PROBLEM TO WORK ON >>
Copy the listing below exactly, starting at the line that contains "Indicate the green" and ending at the last line of the listing.

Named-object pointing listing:
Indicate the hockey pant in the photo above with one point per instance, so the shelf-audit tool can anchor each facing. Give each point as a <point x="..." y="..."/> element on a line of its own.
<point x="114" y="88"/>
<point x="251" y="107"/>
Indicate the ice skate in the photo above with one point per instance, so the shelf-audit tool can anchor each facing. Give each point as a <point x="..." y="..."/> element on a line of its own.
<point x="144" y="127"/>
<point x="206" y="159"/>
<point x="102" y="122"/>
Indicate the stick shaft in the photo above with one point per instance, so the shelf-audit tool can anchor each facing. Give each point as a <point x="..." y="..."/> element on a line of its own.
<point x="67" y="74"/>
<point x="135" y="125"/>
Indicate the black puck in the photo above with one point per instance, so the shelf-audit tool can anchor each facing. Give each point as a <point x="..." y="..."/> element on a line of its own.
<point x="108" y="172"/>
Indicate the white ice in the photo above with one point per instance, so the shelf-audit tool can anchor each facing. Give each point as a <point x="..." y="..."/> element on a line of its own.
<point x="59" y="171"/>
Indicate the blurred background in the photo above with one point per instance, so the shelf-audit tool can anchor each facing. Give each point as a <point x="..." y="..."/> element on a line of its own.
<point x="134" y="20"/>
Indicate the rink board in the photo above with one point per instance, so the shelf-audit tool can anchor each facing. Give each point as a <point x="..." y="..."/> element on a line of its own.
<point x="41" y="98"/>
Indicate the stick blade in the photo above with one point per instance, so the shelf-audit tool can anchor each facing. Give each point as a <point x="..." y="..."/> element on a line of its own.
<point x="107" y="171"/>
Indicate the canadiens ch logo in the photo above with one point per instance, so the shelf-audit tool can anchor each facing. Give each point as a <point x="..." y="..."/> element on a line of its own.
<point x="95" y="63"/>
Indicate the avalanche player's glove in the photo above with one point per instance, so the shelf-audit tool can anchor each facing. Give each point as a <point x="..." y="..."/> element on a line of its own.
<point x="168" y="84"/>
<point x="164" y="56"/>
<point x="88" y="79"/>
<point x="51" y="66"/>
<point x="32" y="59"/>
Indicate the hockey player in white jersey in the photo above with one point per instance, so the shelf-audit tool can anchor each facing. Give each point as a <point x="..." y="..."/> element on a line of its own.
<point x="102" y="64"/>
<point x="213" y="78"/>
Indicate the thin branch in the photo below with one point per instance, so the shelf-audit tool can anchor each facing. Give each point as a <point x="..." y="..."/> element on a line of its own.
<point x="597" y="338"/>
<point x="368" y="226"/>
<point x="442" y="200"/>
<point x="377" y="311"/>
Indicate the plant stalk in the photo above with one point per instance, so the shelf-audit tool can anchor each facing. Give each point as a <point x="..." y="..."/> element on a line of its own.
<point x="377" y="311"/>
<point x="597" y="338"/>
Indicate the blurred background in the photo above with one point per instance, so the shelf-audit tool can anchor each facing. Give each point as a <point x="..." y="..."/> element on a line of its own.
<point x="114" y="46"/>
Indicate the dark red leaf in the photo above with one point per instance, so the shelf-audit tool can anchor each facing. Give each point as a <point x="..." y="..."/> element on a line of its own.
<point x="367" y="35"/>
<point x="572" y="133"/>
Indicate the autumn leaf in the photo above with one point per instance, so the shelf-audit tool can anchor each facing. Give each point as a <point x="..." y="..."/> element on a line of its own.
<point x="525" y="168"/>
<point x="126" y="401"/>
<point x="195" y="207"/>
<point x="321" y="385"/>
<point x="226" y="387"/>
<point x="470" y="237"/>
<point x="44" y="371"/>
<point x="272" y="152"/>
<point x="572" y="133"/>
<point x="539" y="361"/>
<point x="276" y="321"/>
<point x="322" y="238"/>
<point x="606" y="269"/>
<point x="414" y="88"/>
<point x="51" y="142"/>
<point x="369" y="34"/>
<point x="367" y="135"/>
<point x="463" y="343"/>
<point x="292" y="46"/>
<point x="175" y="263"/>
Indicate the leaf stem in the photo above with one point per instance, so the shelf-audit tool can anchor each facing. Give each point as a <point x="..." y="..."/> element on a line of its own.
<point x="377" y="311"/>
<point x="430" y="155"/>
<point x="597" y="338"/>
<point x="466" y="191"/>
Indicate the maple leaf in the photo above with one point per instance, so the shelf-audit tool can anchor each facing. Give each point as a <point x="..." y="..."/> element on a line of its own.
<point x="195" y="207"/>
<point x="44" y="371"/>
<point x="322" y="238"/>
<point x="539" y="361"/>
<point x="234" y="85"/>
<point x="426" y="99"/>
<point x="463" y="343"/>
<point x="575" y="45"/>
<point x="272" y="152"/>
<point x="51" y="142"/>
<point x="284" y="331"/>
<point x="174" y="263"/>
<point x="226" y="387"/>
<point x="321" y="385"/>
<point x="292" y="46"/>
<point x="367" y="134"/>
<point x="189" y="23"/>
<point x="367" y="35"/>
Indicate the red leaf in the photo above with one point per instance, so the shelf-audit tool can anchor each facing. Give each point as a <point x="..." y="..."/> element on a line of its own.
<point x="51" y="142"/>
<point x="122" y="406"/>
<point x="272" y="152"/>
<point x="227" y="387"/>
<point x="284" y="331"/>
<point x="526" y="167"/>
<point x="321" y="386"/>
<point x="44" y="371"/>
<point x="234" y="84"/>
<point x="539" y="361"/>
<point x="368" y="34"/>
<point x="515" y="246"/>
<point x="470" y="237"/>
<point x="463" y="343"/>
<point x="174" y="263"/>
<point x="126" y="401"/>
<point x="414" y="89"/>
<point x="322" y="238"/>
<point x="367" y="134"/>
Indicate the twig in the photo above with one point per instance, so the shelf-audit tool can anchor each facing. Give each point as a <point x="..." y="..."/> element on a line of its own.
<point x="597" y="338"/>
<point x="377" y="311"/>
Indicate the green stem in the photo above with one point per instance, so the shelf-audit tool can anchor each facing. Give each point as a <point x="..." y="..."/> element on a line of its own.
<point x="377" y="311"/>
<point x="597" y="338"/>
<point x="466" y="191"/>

EXERCISE ANSWER >>
Indicate the green stem in the photo above with one point per instance, so the shelf-audit tool can anchor each facing. Give each point as a <point x="..." y="..."/> element on a line of its own.
<point x="377" y="311"/>
<point x="597" y="338"/>
<point x="466" y="191"/>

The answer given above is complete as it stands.